**** DATA LISTING ****
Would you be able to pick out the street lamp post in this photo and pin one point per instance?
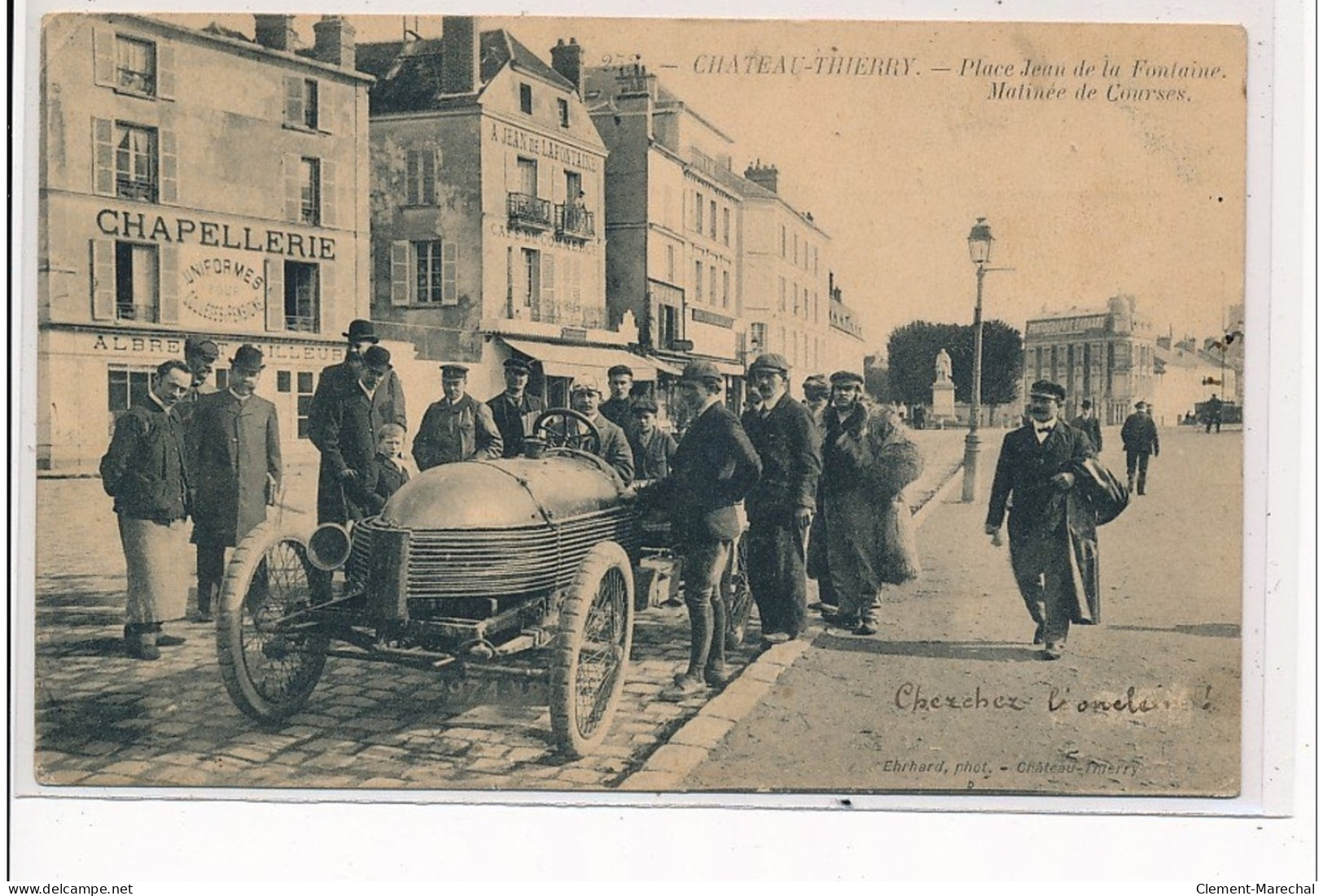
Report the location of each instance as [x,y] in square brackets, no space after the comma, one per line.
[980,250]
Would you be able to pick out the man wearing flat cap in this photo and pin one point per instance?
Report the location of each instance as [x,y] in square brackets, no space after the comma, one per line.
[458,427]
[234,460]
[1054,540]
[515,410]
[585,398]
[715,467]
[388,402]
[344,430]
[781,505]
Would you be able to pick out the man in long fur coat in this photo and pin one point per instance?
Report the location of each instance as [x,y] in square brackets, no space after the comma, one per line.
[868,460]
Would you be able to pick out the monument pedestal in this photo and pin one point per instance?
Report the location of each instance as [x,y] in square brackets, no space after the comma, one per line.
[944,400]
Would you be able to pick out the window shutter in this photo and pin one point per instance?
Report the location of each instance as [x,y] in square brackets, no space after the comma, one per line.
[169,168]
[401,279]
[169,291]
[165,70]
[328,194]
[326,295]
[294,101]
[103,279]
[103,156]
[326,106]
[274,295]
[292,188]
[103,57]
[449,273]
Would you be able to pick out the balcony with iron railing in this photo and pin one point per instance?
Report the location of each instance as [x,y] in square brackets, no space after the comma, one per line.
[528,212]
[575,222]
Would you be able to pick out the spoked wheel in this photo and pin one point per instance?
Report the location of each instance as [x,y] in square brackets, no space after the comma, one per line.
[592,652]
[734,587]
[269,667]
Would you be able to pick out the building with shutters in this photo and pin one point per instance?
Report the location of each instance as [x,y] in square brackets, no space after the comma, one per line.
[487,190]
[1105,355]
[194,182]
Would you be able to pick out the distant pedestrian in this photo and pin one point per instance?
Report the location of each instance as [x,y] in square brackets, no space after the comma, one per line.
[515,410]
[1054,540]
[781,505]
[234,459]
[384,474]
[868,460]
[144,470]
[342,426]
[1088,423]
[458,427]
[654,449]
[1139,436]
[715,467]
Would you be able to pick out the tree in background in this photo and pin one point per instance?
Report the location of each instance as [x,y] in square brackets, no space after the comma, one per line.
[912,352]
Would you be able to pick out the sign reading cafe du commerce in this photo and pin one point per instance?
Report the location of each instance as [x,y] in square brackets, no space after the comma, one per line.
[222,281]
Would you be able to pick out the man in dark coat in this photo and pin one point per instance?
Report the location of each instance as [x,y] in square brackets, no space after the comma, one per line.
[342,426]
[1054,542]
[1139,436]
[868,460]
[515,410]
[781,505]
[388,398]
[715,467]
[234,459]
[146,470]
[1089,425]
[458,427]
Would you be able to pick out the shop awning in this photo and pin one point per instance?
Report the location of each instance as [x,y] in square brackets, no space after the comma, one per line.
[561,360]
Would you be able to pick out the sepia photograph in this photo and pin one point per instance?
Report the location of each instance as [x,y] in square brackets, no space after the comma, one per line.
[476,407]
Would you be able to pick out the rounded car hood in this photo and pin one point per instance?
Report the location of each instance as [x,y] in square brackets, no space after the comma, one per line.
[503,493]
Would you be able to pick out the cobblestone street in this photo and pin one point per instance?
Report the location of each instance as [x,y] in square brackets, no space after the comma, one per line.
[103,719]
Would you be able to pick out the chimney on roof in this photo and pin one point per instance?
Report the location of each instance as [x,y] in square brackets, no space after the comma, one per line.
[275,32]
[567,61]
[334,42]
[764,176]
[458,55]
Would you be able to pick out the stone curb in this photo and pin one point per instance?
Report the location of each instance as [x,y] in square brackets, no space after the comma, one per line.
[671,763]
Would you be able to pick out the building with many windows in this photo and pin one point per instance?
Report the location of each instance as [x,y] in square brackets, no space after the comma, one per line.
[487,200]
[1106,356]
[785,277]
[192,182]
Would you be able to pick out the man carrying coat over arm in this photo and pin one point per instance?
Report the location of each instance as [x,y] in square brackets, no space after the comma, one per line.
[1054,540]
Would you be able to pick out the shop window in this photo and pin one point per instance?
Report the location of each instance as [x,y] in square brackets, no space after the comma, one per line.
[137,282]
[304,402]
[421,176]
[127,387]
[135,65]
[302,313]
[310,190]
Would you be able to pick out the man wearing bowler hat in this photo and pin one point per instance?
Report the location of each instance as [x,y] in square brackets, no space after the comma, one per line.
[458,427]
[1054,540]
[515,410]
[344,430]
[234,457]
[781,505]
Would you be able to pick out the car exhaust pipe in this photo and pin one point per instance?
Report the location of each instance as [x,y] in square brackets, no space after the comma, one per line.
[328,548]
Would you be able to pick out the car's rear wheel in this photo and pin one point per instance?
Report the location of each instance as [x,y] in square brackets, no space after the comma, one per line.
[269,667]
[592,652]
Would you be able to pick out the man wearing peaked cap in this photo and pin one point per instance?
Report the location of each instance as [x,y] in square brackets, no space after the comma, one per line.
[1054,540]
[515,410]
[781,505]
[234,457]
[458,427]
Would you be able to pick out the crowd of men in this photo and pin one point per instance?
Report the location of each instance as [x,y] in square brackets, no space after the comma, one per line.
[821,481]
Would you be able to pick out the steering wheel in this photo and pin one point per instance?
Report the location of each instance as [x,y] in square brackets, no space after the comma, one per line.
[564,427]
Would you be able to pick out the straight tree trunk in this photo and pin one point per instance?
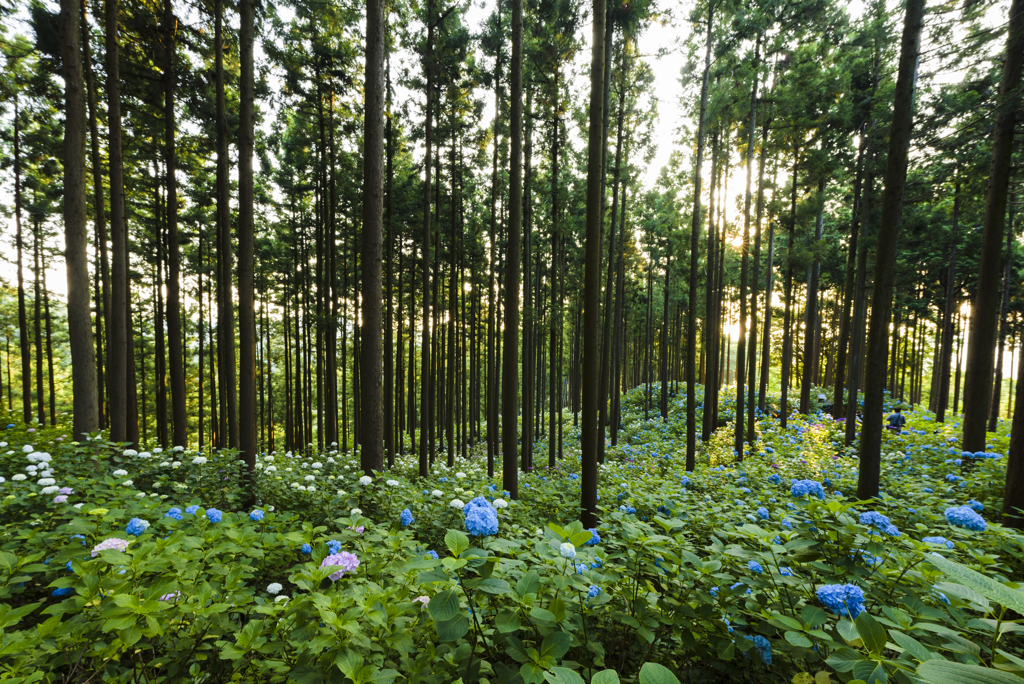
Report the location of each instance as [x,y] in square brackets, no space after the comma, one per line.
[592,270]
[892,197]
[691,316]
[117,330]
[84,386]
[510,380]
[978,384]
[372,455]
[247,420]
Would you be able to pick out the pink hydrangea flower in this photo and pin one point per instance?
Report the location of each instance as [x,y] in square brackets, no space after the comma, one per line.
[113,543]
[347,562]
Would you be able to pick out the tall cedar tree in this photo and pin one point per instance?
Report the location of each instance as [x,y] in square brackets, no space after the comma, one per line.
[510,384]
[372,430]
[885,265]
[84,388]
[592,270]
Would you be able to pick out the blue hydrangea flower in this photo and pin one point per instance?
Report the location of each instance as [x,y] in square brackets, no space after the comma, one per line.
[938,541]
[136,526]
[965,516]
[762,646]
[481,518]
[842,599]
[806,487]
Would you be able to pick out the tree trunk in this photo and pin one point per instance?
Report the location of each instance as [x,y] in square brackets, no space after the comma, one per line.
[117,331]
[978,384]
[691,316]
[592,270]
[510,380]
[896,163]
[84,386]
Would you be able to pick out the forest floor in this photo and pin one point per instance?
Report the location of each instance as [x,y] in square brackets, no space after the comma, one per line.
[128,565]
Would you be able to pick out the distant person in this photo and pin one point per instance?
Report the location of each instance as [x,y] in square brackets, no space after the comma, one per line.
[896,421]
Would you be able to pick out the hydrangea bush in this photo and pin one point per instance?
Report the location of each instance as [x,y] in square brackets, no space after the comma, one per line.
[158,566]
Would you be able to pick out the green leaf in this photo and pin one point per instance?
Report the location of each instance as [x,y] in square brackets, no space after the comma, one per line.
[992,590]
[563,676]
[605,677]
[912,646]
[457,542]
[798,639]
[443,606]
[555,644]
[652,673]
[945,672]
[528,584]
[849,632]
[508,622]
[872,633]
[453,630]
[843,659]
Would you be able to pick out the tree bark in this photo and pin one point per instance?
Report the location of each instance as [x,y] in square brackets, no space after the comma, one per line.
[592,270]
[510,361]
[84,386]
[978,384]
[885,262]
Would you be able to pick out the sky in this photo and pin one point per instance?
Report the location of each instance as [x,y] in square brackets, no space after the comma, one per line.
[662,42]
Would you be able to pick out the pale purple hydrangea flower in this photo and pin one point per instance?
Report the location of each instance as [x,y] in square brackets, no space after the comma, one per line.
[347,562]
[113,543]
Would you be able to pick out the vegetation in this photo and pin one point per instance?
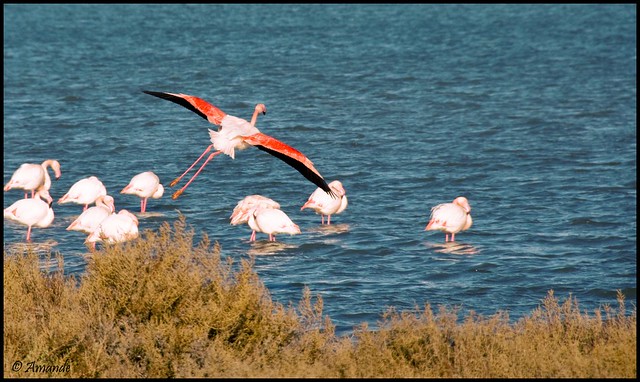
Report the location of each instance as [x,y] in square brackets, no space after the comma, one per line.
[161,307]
****
[WHAT YOU SHOULD DO]: Restate word for word, please, the line containing "Would you be able to pick out the tree trunk" and all lines after it through the end of the material; the pictures do not belong in the copy.

[SOLUTION]:
Would you be able to pick out the tree trunk in this photo and pin one point per instance?
Report the location of each instance as [x,y] in square brackets, no space after the comma, one per line.
[117,331]
[978,384]
[691,316]
[592,270]
[510,380]
[896,163]
[84,386]
Would you be able to pick out the forest floor in this photo and pin one point per instance?
Report the location of each instance as [x,y] in square brackets, no space after the comma, one per line.
[128,565]
Would you be able to pick out the distant person in this photo and pin one point per instance?
Report the location of each instance as [x,y] in square brackets, no space after the comma, one per line.
[896,421]
Would you be able to pick out the hydrangea bush in this photo and pin one point per instance?
Report the location of each instance as [x,y] in square brackets, no space after the comma, one per line.
[158,566]
Would you be able to pick out the green leaf in this photo and pin one point per instance?
Report the location of each instance as [x,y] in square brackets, no space after the comma, one per line.
[992,590]
[563,676]
[605,677]
[912,646]
[457,542]
[798,639]
[443,606]
[555,644]
[652,673]
[945,672]
[528,584]
[849,632]
[508,622]
[872,633]
[453,630]
[843,659]
Would you be able to pick out the tree bark in this photo and pin one point per instance?
Report the location of each instance as [x,y] in square brackets, no space after the comma, one per line.
[592,270]
[510,361]
[84,386]
[978,384]
[885,262]
Would you be able to pick out the sky in this photo and pin one point per instance?
Report the location of each instance as [x,y] in square brackets, no space after the comma, one per line.
[662,42]
Would you be able to pick out the pale purple hydrangea flower in this photo and pin one point per instance?
Report the location of each instance as [x,y] in square brackets, no space after the comma, one per line.
[347,562]
[113,543]
Would you be able to pick out the vegetation in this photo and pin one point per instance?
Report the location of each instance as [x,y] in square brackets, no space after the comma, one per line.
[161,307]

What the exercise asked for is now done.